■ Data:
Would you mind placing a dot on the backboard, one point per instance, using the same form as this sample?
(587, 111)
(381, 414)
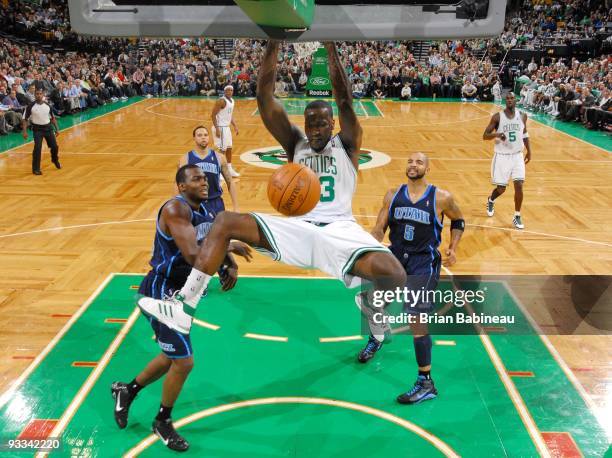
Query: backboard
(340, 20)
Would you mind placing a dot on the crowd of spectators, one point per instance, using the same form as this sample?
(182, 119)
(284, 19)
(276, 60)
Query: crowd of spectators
(540, 22)
(570, 91)
(78, 72)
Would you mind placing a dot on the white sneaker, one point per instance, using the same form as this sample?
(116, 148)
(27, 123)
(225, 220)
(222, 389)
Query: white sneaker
(376, 329)
(518, 222)
(172, 312)
(233, 173)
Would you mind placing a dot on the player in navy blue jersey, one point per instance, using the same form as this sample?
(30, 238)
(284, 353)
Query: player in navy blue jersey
(215, 166)
(414, 214)
(182, 224)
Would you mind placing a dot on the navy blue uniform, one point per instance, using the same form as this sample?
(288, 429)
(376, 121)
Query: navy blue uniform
(212, 169)
(169, 272)
(415, 234)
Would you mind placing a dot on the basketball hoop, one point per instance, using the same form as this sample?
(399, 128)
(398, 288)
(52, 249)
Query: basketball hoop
(305, 49)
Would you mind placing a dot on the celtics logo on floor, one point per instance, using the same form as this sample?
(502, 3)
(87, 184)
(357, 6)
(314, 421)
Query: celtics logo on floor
(272, 157)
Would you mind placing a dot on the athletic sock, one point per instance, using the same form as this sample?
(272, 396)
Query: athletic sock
(164, 413)
(426, 374)
(422, 350)
(194, 287)
(134, 387)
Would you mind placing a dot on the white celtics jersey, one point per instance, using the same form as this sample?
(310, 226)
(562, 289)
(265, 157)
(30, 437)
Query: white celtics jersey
(512, 128)
(224, 116)
(337, 176)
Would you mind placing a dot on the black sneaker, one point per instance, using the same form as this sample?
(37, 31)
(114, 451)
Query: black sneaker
(164, 429)
(370, 350)
(123, 400)
(423, 390)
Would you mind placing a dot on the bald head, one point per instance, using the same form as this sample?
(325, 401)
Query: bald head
(419, 155)
(418, 165)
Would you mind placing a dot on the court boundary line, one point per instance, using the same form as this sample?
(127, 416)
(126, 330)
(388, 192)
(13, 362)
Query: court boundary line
(129, 221)
(463, 159)
(434, 440)
(76, 125)
(511, 389)
(92, 379)
(574, 381)
(8, 394)
(382, 115)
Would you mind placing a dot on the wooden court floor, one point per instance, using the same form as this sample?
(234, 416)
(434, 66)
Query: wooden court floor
(66, 231)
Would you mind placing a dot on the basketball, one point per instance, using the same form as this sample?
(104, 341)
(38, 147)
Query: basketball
(293, 189)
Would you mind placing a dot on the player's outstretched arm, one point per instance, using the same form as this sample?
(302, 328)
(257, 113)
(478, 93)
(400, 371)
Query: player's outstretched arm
(175, 220)
(382, 220)
(219, 105)
(231, 186)
(489, 133)
(271, 111)
(350, 129)
(446, 203)
(526, 139)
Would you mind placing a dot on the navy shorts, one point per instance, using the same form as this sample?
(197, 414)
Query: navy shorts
(423, 270)
(173, 344)
(216, 205)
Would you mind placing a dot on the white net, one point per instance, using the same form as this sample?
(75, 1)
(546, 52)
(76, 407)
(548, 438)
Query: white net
(303, 50)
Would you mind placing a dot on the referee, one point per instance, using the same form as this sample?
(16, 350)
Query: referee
(44, 126)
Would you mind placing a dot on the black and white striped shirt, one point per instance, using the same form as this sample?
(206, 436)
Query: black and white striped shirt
(40, 114)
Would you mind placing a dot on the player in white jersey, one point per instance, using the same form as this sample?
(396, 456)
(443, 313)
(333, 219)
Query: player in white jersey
(327, 238)
(223, 118)
(509, 130)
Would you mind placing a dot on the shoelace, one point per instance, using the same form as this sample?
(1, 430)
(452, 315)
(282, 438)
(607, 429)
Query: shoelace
(371, 346)
(417, 386)
(171, 297)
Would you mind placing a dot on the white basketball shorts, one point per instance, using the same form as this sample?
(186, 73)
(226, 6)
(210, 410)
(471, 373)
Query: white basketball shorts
(507, 166)
(224, 140)
(333, 248)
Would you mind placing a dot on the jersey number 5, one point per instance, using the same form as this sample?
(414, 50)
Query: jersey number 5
(409, 232)
(327, 189)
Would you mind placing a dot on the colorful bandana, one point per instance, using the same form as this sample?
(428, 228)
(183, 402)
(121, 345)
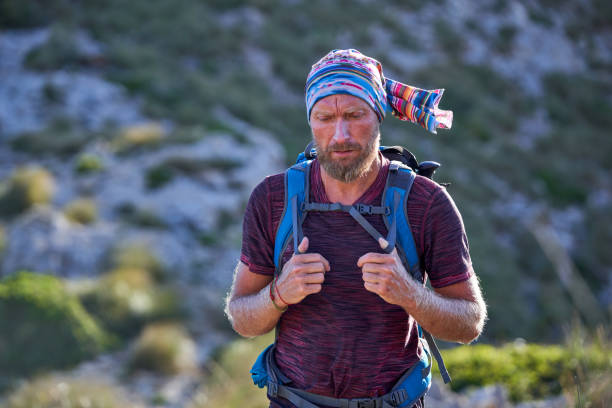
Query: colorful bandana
(350, 72)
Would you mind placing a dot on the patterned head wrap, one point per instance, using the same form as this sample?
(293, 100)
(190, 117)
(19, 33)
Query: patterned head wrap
(350, 72)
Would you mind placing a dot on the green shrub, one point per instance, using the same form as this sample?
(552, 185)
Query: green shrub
(126, 299)
(43, 326)
(60, 51)
(137, 137)
(26, 187)
(81, 211)
(229, 383)
(88, 163)
(65, 392)
(528, 371)
(164, 348)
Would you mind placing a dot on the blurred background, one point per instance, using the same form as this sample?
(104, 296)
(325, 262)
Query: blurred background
(132, 133)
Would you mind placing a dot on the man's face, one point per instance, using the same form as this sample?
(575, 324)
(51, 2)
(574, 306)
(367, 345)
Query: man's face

■ Task directions: Whenever a line above contains "face", copy that line.

■ Written answer:
Would you mind placing a dot on the man's face, one point per instance, using the same form as this sample?
Query: man's face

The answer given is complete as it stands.